GIVEN INSTRUCTION: Copy the following items word for word, keeping every line unchanged.

RECORDS SHOWN:
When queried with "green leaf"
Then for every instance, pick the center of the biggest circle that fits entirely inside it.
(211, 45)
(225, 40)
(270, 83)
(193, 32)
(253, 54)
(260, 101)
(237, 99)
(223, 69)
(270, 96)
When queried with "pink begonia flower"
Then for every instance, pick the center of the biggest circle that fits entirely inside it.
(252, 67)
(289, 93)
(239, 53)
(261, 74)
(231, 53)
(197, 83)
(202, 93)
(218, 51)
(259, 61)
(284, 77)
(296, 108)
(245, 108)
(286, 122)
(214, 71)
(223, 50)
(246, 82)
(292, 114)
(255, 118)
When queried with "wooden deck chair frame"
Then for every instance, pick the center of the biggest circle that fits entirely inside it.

RESULT OF THIS EXERCISE:
When queried with "green leaf"
Then for every instance, pick the center of the biggest circle that fits entirely inside it.
(211, 45)
(225, 40)
(270, 83)
(193, 32)
(253, 54)
(260, 101)
(237, 99)
(223, 69)
(270, 96)
When queried with "pink begonia flower"
Then for every instance, pick the center of the biggest circle that fits entirely inside it.
(252, 67)
(289, 93)
(239, 53)
(261, 74)
(231, 53)
(197, 83)
(202, 93)
(218, 51)
(259, 61)
(284, 77)
(296, 108)
(245, 108)
(286, 122)
(214, 71)
(223, 50)
(246, 82)
(292, 114)
(255, 118)
When queried with "wooden deck chair frame"
Then for every instance, pick the center of the biggest circle that fits entirely inside it.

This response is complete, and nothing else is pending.